• [PROBLEM REQUIREMENTS] Would you print all of the entries word for word?

• [DATA SECTION]
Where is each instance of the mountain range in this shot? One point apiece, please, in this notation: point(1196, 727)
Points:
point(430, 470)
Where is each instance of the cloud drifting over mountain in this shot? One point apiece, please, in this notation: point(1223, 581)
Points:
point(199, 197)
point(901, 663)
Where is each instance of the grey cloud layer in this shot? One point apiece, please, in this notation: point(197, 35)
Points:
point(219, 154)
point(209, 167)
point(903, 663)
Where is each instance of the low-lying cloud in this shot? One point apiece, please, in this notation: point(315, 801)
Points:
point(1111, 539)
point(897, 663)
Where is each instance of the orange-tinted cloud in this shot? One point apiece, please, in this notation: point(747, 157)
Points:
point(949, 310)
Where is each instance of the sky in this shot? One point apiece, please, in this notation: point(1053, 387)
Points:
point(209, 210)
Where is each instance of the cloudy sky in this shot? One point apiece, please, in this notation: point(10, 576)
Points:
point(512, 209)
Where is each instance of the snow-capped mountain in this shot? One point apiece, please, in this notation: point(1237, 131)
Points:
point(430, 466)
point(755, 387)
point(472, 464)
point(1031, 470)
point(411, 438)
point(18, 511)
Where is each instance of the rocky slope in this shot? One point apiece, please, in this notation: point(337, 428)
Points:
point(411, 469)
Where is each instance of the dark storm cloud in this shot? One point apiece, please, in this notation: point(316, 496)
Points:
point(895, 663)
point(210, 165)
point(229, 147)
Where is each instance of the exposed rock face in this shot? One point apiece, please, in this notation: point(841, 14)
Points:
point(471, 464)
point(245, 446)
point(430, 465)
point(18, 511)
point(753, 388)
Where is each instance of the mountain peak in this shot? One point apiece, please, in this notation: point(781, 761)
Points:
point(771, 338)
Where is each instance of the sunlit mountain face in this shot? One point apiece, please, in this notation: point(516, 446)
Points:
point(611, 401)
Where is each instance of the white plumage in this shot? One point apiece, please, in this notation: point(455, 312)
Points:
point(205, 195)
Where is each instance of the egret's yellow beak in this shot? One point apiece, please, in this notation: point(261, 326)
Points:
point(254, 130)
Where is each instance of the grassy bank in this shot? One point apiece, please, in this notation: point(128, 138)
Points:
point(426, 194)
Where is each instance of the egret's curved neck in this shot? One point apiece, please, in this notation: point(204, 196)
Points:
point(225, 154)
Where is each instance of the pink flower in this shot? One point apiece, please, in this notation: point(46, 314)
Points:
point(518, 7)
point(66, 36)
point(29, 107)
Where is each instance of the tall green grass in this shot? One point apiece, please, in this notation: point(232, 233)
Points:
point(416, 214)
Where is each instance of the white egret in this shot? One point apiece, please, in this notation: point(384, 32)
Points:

• [ANSWER SECTION]
Where is each instance of the mountain range in this shot? One point apiece, please, in this notation: point(1196, 727)
Points:
point(430, 470)
Where is each instance of the cloud drifting over mountain in this shot? One point apiece, please, in this notation: point(1223, 581)
Points:
point(199, 197)
point(901, 663)
Where is each instance of the grey cloud layer in this shot? One point apiece, please, in this notation: point(197, 35)
Points:
point(219, 154)
point(209, 167)
point(903, 663)
Where is each instance of the low-lying cloud in this shot? One point apiece, please, in this notation: point(315, 801)
Points:
point(1111, 539)
point(897, 663)
Where is each instance of the orange-tinted cloud in this shot? One point apiece, please, in this notation: point(747, 157)
Points:
point(949, 310)
Where is each instance of the sky in this shot? One point apiece, please, in this notation: point(1053, 387)
Points:
point(209, 210)
Where is each instance of the cloudy sky in this shot? One point apiece, please, in this notation: point(10, 576)
Points:
point(512, 209)
Where is each instance of the snow-capped mountain in this shot? One point apiece, please, in this notation: point(1237, 131)
Points:
point(430, 466)
point(755, 387)
point(472, 464)
point(1031, 470)
point(411, 438)
point(18, 511)
Where is each instance of the rocky slope in this shot? One point apiece, please, in this notation: point(337, 428)
Points:
point(411, 469)
Where is each instance of the dark storm cloud in this shot? One point apiece, please, in this notation: point(316, 496)
Points:
point(895, 663)
point(210, 165)
point(229, 147)
Where is each instance of the exposed rock face in this shot? One point apiece, please, in this notation: point(841, 14)
Points:
point(471, 464)
point(245, 446)
point(430, 465)
point(18, 511)
point(753, 388)
Where is each instance of the mountain peak in this shot? One point apiece, please, in this notation: point(781, 761)
Points:
point(771, 338)
Where is each instance of the sunlit mountain face in this shot? One point apiece, please, in this notation: point(516, 446)
Points:
point(611, 401)
Where is each instance of the white plumage in this shot? One point apiece, please, in this notation: point(455, 312)
Points:
point(205, 195)
Where is each instance of the egret's yellow beak in this shot? One point apiece, please, in this notation: point(261, 326)
Points:
point(254, 130)
Where is each instance of the grassy bank in this shot? One point apiece, please, in this notation: point(128, 138)
Points:
point(426, 194)
Where is each instance of the egret's curved neck in this shot? One point apiece, please, in this notation: point(204, 196)
Points:
point(225, 154)
Where is each instance of the pink flower in this shot? One point apiece, please, in this notation: point(46, 314)
Points:
point(518, 7)
point(66, 36)
point(29, 107)
Where is each instance of the tall green grass in this shot? One point apiece, please, in this notation: point(232, 233)
Points:
point(416, 214)
Where is each instance of the white egret in this shot? One point apiece, please, in this notation: point(384, 32)
Points:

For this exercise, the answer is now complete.